| Exercise requirements |
Extract and repeat verbatim the lines from the one containing "Task: locate the sky" through the one containing "x=210 y=561", both included.
--- Begin Input rows ---
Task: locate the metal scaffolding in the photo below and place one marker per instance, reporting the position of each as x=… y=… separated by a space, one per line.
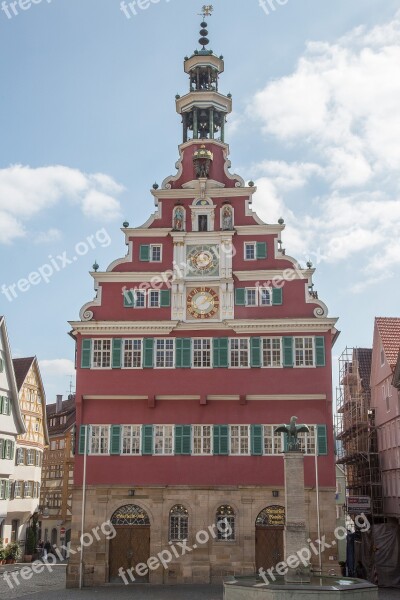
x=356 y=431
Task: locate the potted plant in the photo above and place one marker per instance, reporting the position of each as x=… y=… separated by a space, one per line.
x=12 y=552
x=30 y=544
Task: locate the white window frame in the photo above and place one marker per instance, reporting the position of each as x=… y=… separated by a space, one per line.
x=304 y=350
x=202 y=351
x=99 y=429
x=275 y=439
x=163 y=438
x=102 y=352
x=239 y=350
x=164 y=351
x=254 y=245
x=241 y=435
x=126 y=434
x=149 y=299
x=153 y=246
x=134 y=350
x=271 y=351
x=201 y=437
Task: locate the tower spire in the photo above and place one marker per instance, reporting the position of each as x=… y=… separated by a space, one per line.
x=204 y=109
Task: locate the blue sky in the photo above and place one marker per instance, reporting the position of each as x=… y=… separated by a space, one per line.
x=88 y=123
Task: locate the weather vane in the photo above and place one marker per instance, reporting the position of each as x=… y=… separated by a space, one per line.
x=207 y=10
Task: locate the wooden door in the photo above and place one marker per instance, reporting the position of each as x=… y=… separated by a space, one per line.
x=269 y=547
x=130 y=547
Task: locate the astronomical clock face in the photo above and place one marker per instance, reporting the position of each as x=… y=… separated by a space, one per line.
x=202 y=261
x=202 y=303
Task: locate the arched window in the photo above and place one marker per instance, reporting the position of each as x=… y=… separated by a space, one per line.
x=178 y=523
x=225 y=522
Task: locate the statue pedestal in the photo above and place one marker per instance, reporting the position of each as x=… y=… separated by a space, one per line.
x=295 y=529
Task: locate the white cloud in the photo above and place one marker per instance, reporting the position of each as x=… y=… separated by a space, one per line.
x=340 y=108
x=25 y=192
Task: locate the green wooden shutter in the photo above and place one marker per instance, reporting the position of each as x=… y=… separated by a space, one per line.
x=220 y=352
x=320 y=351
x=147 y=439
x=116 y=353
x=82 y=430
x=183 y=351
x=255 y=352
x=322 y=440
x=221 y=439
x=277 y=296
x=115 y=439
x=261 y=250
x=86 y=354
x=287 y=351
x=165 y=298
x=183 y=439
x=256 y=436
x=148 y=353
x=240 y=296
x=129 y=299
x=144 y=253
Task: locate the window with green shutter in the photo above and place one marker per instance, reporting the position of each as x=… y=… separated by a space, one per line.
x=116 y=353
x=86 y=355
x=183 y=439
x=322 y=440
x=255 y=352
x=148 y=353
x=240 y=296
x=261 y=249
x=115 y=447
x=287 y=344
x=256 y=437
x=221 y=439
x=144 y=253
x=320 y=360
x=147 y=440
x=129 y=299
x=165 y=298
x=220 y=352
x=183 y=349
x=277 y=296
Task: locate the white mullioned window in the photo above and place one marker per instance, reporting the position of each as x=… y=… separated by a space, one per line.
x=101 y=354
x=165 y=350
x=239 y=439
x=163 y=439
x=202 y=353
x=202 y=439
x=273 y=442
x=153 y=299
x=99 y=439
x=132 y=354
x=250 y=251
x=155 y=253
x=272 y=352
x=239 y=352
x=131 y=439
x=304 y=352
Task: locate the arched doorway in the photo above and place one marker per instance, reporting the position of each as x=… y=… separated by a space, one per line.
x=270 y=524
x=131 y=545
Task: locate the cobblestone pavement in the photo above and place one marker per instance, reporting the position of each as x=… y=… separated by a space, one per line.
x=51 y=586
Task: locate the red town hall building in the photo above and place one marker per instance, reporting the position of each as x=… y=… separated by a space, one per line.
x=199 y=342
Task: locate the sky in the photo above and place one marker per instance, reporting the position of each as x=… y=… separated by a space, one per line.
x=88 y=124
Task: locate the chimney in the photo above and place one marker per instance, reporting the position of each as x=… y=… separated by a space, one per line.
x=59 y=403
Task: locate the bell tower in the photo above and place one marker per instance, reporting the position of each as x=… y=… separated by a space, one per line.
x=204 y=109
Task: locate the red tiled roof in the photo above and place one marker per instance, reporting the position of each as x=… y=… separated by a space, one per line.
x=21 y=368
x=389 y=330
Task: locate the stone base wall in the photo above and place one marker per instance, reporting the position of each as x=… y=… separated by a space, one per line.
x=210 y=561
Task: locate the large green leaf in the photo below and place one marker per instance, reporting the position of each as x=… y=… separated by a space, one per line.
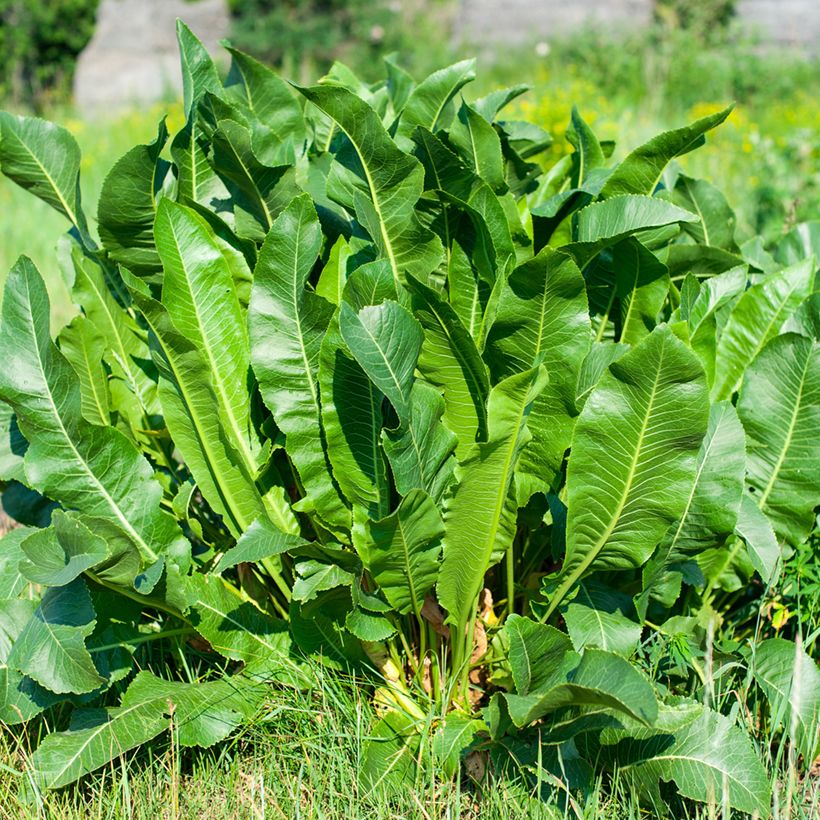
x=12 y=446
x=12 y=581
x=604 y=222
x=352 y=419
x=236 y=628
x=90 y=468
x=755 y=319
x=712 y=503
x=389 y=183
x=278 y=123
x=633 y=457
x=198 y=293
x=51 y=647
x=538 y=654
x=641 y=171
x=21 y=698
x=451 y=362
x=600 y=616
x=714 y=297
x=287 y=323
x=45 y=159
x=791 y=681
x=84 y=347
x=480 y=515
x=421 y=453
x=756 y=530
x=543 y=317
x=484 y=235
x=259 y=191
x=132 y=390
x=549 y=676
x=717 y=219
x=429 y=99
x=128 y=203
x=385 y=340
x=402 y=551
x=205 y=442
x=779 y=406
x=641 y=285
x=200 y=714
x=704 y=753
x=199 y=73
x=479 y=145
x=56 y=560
--- End Input rows ---
| Completed task |
Task: locate the sky in the photo above and place one marker per instance, reporting the position of each as x=… y=… separated by a space, one per line.
x=88 y=124
Task: locate the chimney in the photo above and place one marker per instance, reporting the position of each as x=… y=… separated by a space, one per line.
x=59 y=403
Task: locate the bell tower in the photo above and place one marker per instance, reporting the position of each as x=… y=… separated by a space, one per line.
x=204 y=109
Task: locate the red tiled roof in the photo above and place one marker per instance, reporting the position of each as x=… y=… separated by a space, one per line.
x=21 y=368
x=389 y=330
Task: locate the stone base wall in the photo above and place one marker per instance, reporting the position of each as x=… y=… separated by a space, one per line.
x=210 y=561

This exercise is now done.